── Recorded data ──
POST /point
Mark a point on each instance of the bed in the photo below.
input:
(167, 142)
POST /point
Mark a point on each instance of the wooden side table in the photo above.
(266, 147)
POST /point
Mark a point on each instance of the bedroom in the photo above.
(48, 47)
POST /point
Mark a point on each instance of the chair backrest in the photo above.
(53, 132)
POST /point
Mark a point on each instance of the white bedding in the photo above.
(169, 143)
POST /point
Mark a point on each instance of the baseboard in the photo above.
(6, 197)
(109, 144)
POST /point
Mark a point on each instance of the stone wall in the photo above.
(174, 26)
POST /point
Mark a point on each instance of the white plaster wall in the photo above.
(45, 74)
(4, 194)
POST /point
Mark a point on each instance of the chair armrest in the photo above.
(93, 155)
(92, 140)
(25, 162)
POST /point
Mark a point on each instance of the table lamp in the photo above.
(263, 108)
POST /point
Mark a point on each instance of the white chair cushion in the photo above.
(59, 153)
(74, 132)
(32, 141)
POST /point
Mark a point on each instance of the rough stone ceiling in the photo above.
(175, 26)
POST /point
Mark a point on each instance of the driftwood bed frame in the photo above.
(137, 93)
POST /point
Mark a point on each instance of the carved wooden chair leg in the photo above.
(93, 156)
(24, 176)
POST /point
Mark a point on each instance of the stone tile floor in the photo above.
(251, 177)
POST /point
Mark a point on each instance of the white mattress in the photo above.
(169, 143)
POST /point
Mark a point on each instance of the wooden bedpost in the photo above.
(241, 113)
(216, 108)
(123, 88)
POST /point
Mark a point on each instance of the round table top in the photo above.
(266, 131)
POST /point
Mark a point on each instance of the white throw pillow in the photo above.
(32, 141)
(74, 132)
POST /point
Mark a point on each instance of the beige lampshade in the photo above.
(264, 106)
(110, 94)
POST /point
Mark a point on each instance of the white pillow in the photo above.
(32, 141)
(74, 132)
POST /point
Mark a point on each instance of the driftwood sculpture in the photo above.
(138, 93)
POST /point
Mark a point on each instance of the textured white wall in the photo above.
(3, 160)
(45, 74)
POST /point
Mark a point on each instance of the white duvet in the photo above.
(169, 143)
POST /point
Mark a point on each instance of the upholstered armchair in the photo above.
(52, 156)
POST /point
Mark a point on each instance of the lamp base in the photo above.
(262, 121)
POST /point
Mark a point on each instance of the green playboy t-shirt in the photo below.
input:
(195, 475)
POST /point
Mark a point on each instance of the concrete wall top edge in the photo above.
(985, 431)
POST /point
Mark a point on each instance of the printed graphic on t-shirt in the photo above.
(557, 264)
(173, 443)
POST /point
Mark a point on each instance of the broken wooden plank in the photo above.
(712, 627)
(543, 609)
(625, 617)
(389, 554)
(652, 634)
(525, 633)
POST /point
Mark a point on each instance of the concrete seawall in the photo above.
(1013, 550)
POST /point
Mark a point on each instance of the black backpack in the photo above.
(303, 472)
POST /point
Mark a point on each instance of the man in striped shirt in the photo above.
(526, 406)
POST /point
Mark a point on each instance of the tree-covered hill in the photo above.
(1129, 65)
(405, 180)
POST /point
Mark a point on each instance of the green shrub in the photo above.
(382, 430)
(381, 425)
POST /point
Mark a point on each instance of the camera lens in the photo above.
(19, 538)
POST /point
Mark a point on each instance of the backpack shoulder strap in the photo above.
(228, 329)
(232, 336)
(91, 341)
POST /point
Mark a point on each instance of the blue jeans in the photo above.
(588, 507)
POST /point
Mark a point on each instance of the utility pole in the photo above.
───
**To do:** Locate every line above that contains the word "table" and copy each of those lines in full.

**Result of the task:**
Mark a point on each instance of the wooden side table in the photo above.
Mark a point on each instance of the table lamp in the photo above.
Mark a point on each instance of the round table top in the photo above.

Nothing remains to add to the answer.